Raw rows
::::::
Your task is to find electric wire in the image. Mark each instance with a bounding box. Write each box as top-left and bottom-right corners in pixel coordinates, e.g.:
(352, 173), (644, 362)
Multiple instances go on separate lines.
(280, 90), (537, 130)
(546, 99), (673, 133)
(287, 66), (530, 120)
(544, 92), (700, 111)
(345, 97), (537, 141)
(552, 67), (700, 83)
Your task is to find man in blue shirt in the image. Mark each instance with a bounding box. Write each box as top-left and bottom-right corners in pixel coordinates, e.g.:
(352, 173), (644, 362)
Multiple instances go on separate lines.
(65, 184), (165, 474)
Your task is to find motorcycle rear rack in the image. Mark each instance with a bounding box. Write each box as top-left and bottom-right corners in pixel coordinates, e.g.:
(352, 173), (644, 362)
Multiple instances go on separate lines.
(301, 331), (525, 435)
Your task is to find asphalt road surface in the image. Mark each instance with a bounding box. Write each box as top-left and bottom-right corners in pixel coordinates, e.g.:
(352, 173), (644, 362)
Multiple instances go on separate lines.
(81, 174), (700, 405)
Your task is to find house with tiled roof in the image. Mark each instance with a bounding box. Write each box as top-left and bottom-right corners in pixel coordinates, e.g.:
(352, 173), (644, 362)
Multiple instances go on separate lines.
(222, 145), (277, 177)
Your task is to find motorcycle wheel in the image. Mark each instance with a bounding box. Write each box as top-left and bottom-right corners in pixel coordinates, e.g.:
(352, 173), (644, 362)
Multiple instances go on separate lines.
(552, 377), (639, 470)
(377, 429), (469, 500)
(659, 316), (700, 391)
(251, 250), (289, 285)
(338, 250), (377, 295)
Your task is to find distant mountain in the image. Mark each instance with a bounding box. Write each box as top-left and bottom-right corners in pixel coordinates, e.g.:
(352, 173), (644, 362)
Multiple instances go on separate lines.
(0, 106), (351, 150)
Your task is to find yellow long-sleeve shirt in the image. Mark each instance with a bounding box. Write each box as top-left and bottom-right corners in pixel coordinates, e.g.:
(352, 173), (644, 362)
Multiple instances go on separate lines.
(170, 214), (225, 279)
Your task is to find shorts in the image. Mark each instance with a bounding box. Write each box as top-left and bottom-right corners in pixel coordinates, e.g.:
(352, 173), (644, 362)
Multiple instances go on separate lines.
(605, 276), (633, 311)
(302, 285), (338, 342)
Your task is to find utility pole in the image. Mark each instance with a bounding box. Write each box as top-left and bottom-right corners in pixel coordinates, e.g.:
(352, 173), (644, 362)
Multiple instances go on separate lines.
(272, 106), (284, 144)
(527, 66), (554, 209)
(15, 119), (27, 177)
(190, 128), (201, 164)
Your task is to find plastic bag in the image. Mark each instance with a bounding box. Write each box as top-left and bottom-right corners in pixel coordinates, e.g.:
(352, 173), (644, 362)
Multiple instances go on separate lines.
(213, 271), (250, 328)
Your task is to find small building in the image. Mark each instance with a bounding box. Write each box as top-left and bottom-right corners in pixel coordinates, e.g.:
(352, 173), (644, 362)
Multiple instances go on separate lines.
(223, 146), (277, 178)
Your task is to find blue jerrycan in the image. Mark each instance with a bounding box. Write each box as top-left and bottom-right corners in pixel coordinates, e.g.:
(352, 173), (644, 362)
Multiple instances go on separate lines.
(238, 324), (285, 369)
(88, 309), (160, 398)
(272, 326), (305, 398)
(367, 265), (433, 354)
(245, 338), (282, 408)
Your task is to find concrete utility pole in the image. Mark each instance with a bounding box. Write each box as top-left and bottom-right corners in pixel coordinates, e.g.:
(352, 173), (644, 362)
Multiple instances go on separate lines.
::::::
### Stated goal
Copy every row above word for word, keeping the original order.

### The reply
Your task is to find electric wire in the image. Mark each instance with a bounding box. Write each box as top-left and bottom-right corners in pixel coordinates, e.g.:
(352, 173), (644, 362)
Multiple instances go on separate lines.
(280, 90), (537, 130)
(546, 99), (673, 133)
(287, 66), (530, 120)
(544, 92), (700, 111)
(345, 97), (537, 141)
(552, 67), (700, 83)
Your task is to find man in blue shirt in the image. Mark each instance with a bounding box. Write each box as top-left and bottom-right corners in pixel coordinates, e.g.:
(352, 173), (644, 362)
Multiple instances go on separate lines.
(65, 184), (165, 474)
Your task is to find motorcycle rear rack in the image. Mark each instance with a bounding box. Write each box as top-left and bottom-right corners in pixel coordinates, e.g.:
(352, 173), (644, 362)
Multiple instances go on separate lines.
(301, 331), (525, 435)
Your task is to find asphalt road surface in the image. Mark each instance with a bounding box. Write each box as top-left and bottom-right corners in pixel coordinates, e.g.:
(352, 173), (644, 362)
Multiple instances go on separate lines.
(81, 174), (700, 405)
Your task is to find house with tiled roof in the image. Mark each instance with a bounding box. Write each box as top-left and bottom-right corners in pixel coordinates, e.g.:
(352, 173), (644, 362)
Multiple instances go on separate lines.
(222, 145), (277, 177)
Your task is to find motorcycle wheel in the image. Mark each instance with a bounding box. Write each box as top-left and bottom-right corners in pixel coordinates, e.g.:
(352, 173), (644, 362)
Multiple instances go on separate lines.
(552, 377), (639, 470)
(377, 429), (469, 500)
(659, 316), (700, 391)
(251, 250), (289, 285)
(338, 250), (377, 295)
Your task is to find distant mountain in the image. Mark each instance with a bounding box. Write each box as top-left and bottom-right corners in pixel coordinates, e.g.:
(352, 173), (644, 362)
Multiple instances go on separate lines.
(0, 106), (351, 150)
Your task is to find yellow long-sleeve shirt in the image. Mark each instance with a bounding box. Write each box as top-left and bottom-right corners in pixel coordinates, e.g.:
(352, 173), (644, 362)
Multiple instances go on separate lines.
(170, 214), (225, 279)
Your task is to find shorts in the image. Mark each instance with a bounding box. Write each box as top-left and bottom-right corners in pixel coordinates, e.g.:
(352, 173), (644, 362)
Multiple instances go on separate lines.
(605, 276), (633, 311)
(302, 285), (338, 342)
Your task is to find utility pole in the image. Mark each instance with a bounding box. Write each box as top-left and bottom-right corners in pixel coordinates, e.g.:
(352, 173), (644, 362)
Multiple instances go on separate lines.
(272, 106), (284, 144)
(527, 66), (554, 209)
(15, 119), (27, 177)
(190, 128), (201, 164)
Your task is to find plastic bag in the image. Mark each instance with a bounding box. Write each box as top-left and bottom-right corners in pixel coordinates, e.g.:
(352, 173), (644, 362)
Multiple instances go on separate lines.
(213, 271), (250, 328)
Your task is to find small building in the image. Mark each instance with a bounding box. Write each box as top-left and bottom-right corners in pixel coordinates, e.g.:
(352, 173), (644, 362)
Multiple instances go on separate lines.
(223, 146), (277, 178)
Your task is to find blue jerrycan in the image. Mark each instance with a bounding box. Write each box as top-left and bottom-right corners in pixel coordinates, e.g.:
(352, 173), (644, 362)
Multiple instances go on separate lines.
(238, 324), (285, 369)
(88, 309), (160, 398)
(272, 326), (305, 398)
(367, 265), (433, 354)
(245, 338), (282, 408)
Your task is to find concrete utility pole in the image. Mark each instance with a bounding box. Write each box as top-left and bottom-right corners in pixel coordinates, e.g.:
(352, 173), (644, 362)
Multiple instances go on separate lines.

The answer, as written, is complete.